Thursday, April 7, 2022

Next Step in Clean Port Program Introduced as Freight Owners Asked to Stump Up

Only Cargo Interests Not Road Haulage Operators Allowed to Pay the New Charges
Shipping News Feature

US – Many in the haulage community will praise the way the ports of Long Beach and Los Angeles have gone about introducing the next stage of the San Pedro Bay Ports Clean Air Action Plan which sees charges introduced for loaded import and export containers as from 1 April.

The hauliers contentment however may be blunted in time when they realise that those with more environmentally friendly fleets will benefit. The ports’ plan is to charge cargo owners as opposed to the haulage company by way of a register in which all such bodies have to record their liability.

The actual collection, currently a fee of $10 per TEU or $20 for anything over the twenty feet, can be avoided if the carrying vehicle is a zero emissions truck, and under some circumstances, by low-nitrogen oxide trucks. The fee will be levied by a private company, PortCheck, and the cargo owners, or their appointed agents, must pay the fee in advance.

§ **TASK DESCRIPTION**:
Copy the port-charges article from "Thursday, April 7, 2022" through "from 1 April.", substituting "boxes" for "containers".

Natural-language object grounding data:

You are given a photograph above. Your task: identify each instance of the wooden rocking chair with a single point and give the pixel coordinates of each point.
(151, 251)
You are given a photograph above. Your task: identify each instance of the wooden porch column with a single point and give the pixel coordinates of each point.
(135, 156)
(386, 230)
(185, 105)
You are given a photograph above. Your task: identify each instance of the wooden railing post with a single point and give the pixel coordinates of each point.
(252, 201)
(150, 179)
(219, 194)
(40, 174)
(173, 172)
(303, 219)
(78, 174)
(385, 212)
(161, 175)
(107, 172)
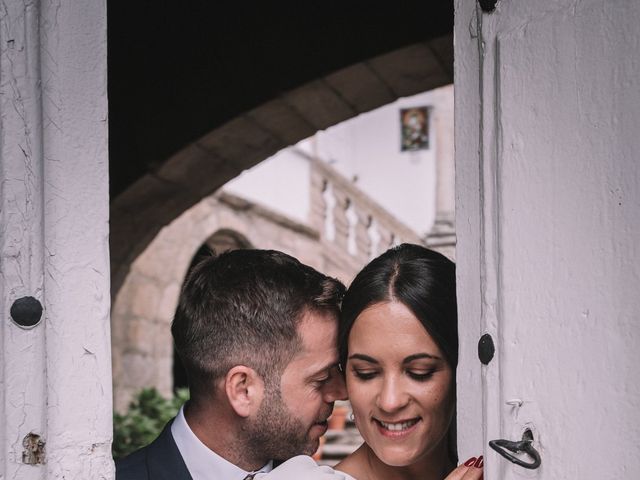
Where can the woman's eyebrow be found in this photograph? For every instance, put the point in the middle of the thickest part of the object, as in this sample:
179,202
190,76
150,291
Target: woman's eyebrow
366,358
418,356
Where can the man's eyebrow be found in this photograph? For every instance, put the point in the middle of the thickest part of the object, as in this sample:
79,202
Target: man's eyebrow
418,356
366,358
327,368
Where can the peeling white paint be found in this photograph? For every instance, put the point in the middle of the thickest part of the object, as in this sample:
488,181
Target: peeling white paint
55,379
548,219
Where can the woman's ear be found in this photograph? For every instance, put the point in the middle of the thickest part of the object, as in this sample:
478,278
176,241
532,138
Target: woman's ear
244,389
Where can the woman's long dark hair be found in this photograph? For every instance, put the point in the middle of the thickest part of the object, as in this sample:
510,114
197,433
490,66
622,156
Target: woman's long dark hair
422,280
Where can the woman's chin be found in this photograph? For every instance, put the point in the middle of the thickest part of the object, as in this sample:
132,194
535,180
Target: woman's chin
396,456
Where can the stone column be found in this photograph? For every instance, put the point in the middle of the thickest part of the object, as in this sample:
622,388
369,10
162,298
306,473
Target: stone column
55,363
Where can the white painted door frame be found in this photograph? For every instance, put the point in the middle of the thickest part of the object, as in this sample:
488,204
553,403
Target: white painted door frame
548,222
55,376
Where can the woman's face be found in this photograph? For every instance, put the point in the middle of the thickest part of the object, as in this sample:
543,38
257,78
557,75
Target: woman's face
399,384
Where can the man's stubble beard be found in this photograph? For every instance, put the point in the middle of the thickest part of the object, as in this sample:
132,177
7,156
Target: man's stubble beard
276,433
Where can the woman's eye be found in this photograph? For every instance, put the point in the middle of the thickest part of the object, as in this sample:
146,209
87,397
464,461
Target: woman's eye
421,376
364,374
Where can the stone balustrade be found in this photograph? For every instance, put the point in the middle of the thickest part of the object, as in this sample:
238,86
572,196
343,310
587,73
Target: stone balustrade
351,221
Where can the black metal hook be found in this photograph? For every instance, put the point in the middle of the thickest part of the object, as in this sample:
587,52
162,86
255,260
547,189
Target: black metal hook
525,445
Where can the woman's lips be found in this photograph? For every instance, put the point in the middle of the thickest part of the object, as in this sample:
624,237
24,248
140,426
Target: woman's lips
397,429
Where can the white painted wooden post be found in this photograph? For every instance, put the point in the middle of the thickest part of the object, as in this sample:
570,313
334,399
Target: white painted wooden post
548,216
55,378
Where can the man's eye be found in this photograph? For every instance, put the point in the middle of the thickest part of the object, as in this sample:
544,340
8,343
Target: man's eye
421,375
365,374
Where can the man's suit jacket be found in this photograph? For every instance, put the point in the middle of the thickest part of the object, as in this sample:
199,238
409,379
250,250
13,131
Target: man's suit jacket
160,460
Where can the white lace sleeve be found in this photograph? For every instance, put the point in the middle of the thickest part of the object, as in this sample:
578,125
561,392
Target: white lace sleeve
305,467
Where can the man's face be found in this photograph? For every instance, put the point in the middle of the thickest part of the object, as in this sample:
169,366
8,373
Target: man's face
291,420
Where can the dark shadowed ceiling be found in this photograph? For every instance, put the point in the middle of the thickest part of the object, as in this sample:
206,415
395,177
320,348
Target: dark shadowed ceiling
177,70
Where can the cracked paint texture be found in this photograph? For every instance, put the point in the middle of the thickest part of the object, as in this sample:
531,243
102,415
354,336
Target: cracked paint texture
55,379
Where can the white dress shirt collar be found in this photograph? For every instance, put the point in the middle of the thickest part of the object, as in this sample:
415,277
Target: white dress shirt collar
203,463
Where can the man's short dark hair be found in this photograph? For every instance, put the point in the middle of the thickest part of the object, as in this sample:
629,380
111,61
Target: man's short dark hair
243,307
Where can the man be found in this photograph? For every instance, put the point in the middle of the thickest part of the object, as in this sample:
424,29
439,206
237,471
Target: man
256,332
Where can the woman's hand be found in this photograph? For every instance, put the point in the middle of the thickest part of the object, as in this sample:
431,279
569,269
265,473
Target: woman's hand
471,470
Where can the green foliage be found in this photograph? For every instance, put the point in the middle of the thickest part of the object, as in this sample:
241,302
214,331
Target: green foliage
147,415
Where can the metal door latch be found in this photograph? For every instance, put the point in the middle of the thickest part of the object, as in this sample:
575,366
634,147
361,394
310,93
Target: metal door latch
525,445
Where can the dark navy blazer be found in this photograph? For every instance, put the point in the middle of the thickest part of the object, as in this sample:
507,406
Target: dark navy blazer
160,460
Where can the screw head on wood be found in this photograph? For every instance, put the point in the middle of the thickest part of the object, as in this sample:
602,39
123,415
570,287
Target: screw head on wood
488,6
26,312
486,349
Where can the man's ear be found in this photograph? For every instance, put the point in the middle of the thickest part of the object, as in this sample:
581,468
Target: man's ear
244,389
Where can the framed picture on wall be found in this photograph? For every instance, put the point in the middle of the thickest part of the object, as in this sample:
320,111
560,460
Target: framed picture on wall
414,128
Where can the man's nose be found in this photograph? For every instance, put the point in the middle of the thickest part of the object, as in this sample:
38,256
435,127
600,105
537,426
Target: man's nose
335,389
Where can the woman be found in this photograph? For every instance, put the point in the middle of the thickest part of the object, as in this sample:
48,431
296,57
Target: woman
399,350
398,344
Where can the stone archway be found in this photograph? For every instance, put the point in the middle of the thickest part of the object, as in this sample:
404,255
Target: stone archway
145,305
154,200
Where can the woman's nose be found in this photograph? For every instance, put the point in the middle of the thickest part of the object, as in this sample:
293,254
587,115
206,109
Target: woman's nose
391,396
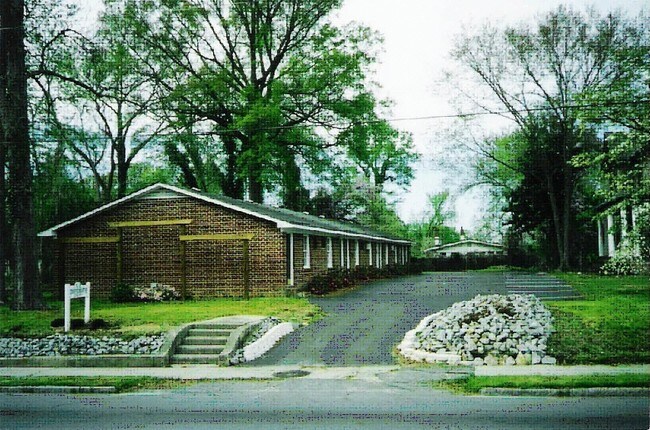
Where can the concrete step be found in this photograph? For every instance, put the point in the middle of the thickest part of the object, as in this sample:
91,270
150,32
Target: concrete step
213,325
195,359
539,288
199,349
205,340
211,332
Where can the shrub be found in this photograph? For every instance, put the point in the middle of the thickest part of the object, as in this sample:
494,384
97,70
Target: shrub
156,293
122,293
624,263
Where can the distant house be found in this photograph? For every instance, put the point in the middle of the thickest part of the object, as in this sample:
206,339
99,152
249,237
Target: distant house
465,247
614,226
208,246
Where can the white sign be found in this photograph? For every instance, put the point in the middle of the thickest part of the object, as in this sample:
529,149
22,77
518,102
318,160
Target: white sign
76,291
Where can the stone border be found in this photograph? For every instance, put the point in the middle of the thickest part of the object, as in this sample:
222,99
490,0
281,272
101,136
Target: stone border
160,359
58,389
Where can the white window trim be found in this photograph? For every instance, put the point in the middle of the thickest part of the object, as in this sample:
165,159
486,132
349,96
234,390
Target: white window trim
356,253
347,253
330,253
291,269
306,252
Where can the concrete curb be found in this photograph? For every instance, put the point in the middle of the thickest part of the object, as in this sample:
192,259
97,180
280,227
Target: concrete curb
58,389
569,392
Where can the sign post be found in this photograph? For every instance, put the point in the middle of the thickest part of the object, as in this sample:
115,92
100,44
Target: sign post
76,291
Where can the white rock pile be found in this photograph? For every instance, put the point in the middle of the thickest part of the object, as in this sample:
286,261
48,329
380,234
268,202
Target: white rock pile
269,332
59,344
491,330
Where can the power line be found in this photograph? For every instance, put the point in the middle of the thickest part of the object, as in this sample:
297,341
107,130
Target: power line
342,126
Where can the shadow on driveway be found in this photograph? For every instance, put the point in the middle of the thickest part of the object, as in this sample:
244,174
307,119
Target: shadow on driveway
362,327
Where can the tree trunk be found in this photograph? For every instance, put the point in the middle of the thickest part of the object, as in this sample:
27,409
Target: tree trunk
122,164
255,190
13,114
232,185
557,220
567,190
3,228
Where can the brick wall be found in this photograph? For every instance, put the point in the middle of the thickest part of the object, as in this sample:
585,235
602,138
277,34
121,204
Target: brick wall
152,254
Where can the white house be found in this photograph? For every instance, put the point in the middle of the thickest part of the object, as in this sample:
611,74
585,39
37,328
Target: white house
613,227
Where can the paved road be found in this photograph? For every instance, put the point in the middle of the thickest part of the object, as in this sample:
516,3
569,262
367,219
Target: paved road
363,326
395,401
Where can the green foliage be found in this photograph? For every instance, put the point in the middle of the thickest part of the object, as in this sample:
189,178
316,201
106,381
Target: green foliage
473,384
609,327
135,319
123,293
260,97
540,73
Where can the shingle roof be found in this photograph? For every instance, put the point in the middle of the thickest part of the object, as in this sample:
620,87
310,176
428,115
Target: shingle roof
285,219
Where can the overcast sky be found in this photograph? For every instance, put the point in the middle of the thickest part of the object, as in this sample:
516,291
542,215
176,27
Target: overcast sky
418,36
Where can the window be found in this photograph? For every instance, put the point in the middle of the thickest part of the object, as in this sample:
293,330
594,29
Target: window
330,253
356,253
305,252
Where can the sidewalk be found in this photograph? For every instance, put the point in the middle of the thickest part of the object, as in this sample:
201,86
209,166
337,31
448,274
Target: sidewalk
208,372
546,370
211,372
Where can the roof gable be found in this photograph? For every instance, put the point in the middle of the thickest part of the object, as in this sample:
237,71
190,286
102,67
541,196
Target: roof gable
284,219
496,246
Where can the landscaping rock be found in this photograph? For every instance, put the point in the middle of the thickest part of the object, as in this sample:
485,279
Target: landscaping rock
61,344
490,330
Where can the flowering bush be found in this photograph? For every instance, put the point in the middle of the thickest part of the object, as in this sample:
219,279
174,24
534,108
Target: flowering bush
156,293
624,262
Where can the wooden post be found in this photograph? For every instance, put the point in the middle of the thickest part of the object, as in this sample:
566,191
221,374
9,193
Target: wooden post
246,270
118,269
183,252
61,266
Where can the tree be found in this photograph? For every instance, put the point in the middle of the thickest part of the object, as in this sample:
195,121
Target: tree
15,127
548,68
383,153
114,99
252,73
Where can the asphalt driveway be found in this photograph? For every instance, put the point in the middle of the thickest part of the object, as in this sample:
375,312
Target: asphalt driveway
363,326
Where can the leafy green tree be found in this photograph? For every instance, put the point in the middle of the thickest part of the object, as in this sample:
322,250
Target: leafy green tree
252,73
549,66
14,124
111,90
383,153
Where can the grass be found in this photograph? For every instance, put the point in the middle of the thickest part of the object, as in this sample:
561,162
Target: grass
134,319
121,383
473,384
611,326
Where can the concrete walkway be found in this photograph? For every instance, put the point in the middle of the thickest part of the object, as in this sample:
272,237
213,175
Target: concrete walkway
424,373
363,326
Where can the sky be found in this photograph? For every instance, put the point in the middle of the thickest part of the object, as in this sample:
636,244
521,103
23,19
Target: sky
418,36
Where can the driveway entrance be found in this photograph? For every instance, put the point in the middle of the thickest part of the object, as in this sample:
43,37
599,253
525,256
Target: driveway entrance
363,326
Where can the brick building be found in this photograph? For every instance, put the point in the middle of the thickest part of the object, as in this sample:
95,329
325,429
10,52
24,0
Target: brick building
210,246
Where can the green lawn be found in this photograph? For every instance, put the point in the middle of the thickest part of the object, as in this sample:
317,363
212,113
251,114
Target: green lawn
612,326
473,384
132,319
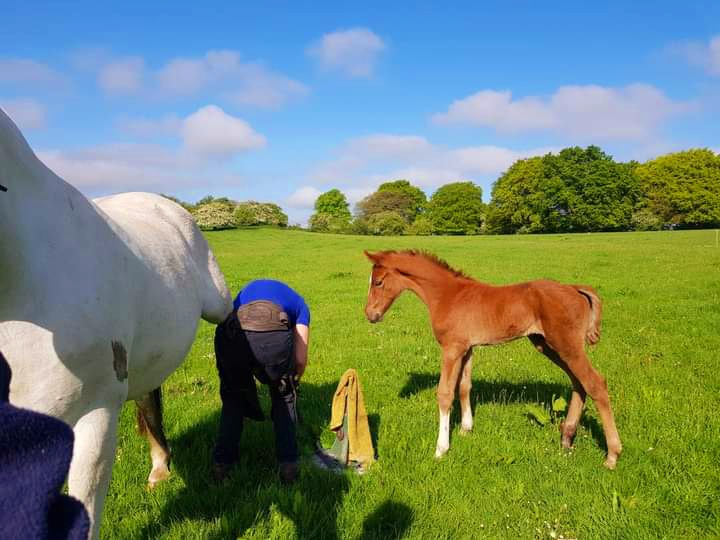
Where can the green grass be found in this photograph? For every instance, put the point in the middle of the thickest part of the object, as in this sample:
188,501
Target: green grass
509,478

§ **ANSWER BOX**:
Thursday, April 7, 2022

Next Step in Clean Port Program Introduced as Freight Owners Asked to Stump Up

Only Cargo Interests Not Road Haulage Operators Allowed to Pay the New Charges
Shipping News Feature

US – Many in the haulage community will praise the way the ports of Long Beach and Los Angeles have gone about introducing the next stage of the San Pedro Bay Ports Clean Air Action Plan which sees charges introduced for loaded import and export boxes as from 1 April.